_Requirement_
Pick out and copy every line in the listing below that contains the word "excavator". Case counts.

_Raw data_
---------------
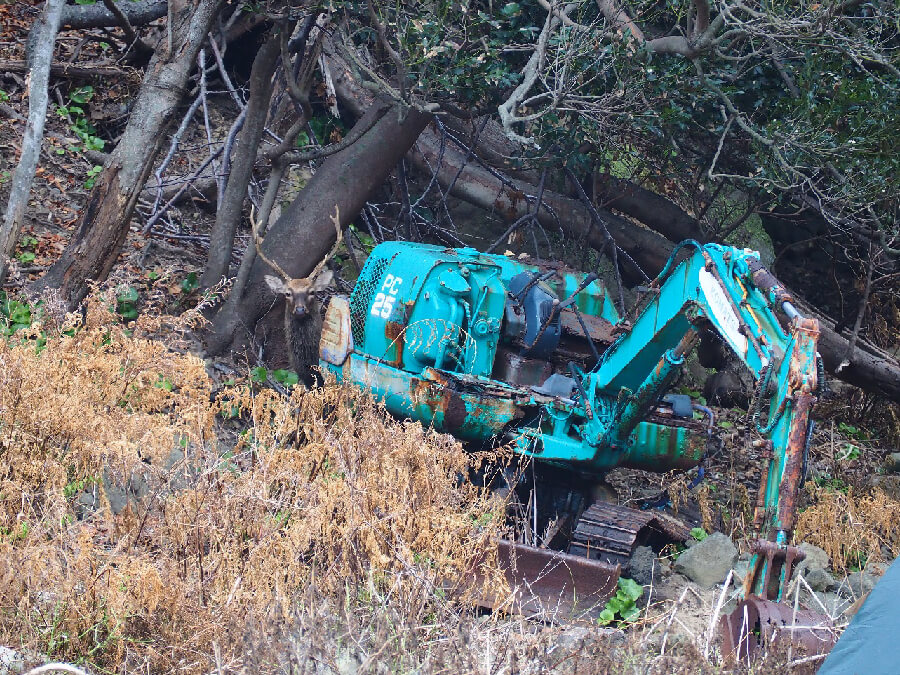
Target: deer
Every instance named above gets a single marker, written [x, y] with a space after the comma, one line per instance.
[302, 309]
---------------
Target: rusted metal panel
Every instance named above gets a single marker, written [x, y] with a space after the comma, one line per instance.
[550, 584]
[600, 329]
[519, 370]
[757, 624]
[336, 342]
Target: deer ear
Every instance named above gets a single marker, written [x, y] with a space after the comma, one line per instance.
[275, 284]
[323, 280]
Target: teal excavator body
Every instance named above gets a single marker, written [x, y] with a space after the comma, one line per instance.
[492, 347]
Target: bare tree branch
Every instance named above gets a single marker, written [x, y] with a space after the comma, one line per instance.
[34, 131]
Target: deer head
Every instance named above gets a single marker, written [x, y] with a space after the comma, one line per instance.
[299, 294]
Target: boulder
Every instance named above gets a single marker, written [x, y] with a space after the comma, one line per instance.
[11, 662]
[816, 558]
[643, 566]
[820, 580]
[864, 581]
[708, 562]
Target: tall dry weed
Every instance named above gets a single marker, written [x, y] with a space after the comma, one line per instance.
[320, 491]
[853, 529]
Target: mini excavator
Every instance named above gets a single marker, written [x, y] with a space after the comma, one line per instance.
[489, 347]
---------------
_Reply_
Target: teal excavator body
Target: mini excavator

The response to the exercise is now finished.